EXERCÍCIO CURTO A: Traduza para o inglês a seguinte frase da conversa de fórum sobre a neve de 29/01/2006 na Serra de Aire: "Deixo aqui umas fotos que já deviam ter vindo para aqui há muito tempo."

# Neve 29/01/2006 Serra de Aire



## thunderboy (31 Mar 2009 às 17:49)

Deixo aqui umas fotos que já deviam ter vindo para aqui há muito tempo.

Neve em Alcanena(pouca acumulação).




Agora já na Serra.
















E finalmente outras que encontrei na net e foram tiradas por outras pessoas
http://nevefrio.blogs.sapo.pt/arquivo/944717.html
http://nevefrio.blogs.sapo.pt/arquivo/944660.html
http://nevefrio.blogs.sapo.pt/arquivo/946365.html

São poucas mas já dá para regalar os olhos, do que foi esse magnifico Inverno.


----------



## Gilmet (31 Mar 2009 às 17:57)

Ah! Aqui estão elas! Tens aí grandes registos, para recordar, sempre!

Obrigado *thunderboy*!


----------



## rozzo (31 Mar 2009 às 18:43)

Isto é daquela data em que houve sleet na área de LX?
Isto foi a que altitude?
Surpreendente!


----------



## thunderboy (31 Mar 2009 às 20:59)

rozzo disse:


> Isto é daquela data em que houve sleet na área de LX?
> Isto foi a que altitude?
> Surpreendente!


 
Foi entre 200 e 400 metros as da serra tiradas por mim e a primeira foi sensivelmente a 100 metros.


----------



## MSantos (31 Mar 2009 às 21:09)

Belas fotos do dia mais fantástico em termos meteorológicos da minha vida


----------



## Z13 (31 Mar 2009 às 22:21)

Que grande dia foi esse aí pelo centro / sul 

Nós, aqui pelo nordeste tivemos nesse dia muito frio mas céu limpo



z z z z z z z z z z z z


----------



## mr. phillip (31 Mar 2009 às 23:03)

Que saudades desse dia...


----------



## Veterano (31 Mar 2009 às 23:06)

Z13 disse:


> Que grande dia foi esse aí pelo centro / sul
> 
> Nós, aqui pelo nordeste tivemos nesse dia muito frio mas céu limpo
> 
> ...



 Não foi só o nordeste, cá pelo Douro Litoral também ficamos a ver navios, quando a Natureza quer, o que seria mais lógico acontecer passa a ser uma batata...


----------



## AnDré (31 Mar 2009 às 23:55)

Imagens daquele dia que há-de sempre deixar saudades.

Boas fotos *thunderboy*!


----------



## Mário Barros (1 Abr 2009 às 00:33)

Ena, fotos muito boas  muitas mais virão


----------



## vitamos (1 Abr 2009 às 09:49)

Excelentes registos desse grande dia


----------



## rozzo (1 Abr 2009 às 10:39)

Quando fiz o 1º post aqui estava a confundir com a situação do ano seguinte, a do dia 28 Jan.. 
 
sorry!
essa claro, não tem confusão, e não me surpreende tanto..
ai que saudades!


----------



## actioman (2 Abr 2009 às 00:42)

Grande registo e que grande dia esse do 29JAN2006!

É sempre bom poder regalar as vistas com um excelente registo destes!

Obrigado pela reportagem! Por aí nevou em que horário?

DADOS DO EXERCÍCIO:
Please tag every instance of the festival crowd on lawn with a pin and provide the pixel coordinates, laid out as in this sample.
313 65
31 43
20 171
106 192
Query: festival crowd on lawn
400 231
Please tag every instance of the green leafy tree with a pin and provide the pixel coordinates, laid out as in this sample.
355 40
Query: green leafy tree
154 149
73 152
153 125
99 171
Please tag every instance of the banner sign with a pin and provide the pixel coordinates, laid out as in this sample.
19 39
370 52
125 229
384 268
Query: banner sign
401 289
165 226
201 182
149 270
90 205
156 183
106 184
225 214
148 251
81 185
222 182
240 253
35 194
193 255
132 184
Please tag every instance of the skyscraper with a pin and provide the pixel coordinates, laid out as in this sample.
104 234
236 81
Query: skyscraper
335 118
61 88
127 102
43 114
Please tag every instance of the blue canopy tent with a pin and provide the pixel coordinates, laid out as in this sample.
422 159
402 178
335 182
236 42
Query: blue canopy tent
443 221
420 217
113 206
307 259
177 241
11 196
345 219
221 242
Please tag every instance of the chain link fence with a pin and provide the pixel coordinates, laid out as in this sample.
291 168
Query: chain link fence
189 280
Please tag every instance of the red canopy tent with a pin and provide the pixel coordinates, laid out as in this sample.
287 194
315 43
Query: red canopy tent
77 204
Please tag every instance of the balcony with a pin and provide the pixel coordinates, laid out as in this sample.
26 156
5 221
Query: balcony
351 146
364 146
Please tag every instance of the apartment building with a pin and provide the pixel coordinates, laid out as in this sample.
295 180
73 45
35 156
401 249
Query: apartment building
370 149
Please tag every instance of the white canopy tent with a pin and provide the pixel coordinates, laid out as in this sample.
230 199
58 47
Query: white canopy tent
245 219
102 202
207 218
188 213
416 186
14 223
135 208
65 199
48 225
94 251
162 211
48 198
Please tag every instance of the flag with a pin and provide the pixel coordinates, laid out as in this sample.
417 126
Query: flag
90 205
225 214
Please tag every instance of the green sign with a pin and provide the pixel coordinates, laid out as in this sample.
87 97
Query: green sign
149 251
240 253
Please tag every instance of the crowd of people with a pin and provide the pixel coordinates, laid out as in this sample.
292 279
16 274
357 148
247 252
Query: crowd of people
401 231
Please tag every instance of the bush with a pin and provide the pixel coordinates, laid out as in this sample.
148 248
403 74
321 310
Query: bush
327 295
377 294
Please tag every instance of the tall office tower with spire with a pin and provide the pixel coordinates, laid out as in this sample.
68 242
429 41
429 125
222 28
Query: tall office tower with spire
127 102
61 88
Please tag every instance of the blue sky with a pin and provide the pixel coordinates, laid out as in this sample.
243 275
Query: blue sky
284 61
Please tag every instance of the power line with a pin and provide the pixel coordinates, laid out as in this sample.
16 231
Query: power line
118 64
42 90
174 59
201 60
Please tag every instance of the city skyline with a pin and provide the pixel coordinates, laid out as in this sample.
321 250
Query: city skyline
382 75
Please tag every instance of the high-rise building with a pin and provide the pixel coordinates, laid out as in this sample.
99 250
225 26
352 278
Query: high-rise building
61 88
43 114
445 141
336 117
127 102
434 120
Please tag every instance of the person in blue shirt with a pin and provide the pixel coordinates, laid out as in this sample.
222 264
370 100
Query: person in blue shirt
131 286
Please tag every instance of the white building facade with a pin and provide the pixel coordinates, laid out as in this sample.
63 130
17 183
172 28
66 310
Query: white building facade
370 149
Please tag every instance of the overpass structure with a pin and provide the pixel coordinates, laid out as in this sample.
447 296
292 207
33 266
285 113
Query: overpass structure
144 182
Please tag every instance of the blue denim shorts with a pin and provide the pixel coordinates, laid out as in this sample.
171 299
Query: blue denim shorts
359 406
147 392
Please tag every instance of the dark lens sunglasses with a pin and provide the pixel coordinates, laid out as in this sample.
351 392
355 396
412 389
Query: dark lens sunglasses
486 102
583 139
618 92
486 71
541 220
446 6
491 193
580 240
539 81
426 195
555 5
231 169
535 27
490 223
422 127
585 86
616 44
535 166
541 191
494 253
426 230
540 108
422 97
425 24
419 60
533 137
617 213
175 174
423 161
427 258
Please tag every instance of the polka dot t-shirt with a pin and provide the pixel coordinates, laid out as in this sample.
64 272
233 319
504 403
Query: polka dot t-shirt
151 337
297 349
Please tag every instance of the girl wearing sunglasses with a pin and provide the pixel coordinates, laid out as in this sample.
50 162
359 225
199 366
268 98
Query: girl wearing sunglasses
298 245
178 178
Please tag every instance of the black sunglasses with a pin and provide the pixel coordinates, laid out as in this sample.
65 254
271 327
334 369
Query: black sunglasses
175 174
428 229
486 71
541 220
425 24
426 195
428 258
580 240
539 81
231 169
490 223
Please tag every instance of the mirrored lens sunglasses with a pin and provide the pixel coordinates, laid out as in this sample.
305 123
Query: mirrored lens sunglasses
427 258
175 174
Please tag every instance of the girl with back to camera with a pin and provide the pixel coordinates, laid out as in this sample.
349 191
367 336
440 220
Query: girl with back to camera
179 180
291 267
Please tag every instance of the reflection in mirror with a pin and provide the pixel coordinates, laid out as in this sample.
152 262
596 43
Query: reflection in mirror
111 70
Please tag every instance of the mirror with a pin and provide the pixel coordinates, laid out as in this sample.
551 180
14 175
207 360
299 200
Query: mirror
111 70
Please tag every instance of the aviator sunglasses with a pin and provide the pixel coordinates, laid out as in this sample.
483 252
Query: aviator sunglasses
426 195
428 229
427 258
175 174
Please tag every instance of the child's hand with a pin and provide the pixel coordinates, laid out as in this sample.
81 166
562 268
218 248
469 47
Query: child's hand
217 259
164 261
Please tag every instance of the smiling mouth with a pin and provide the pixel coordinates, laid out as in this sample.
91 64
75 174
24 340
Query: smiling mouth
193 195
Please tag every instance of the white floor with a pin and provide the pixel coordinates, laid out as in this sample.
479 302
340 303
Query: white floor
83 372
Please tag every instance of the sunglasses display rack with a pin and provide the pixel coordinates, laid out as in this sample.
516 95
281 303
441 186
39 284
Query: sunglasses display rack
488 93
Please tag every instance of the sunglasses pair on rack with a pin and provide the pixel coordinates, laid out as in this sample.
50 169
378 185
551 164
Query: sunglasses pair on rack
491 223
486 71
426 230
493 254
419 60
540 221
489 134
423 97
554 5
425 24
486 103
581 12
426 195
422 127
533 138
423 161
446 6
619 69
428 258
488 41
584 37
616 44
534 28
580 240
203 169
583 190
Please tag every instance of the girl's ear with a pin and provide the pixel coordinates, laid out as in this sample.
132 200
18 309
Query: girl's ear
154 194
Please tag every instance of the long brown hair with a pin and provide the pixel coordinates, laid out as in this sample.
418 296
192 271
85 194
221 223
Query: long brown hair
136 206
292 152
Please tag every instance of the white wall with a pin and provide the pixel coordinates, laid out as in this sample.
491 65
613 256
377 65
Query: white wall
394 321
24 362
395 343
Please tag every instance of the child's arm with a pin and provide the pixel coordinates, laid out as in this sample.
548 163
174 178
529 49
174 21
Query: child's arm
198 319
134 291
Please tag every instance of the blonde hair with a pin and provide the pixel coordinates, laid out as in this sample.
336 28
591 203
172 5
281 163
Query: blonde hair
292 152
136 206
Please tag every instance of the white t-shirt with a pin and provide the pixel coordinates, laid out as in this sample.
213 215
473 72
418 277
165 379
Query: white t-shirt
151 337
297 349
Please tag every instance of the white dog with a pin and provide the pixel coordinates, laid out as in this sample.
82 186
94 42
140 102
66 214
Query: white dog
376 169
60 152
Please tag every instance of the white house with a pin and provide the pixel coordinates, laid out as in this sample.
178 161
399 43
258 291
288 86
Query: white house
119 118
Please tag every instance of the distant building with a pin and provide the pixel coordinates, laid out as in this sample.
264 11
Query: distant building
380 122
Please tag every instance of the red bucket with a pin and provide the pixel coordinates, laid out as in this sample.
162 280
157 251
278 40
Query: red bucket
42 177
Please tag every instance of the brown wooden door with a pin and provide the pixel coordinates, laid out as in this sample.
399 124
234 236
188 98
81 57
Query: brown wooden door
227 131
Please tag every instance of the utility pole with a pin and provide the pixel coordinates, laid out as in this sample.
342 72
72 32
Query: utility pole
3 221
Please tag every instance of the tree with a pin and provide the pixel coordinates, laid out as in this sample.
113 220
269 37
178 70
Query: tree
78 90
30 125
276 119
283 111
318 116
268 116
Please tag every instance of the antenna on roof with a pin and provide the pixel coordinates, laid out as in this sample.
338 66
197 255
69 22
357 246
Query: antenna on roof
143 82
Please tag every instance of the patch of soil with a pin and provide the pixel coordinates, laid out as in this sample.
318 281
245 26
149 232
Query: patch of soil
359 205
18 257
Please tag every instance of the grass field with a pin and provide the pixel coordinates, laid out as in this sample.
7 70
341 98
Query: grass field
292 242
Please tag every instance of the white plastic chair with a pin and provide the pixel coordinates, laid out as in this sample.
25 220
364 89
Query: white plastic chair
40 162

EXERCÍCIO CURTO B: Identifique todas as linhas das entradas em que aparece a palavra "link" e copie cada uma delas.

SOLUÇÃO A: I'm leaving some photos here that should have been posted here a long time ago.

SOLUÇÃO B:
Please tag every instance of the chain link fence with a pin and provide the pixel coordinates, laid out as in this sample.
Query: chain link fence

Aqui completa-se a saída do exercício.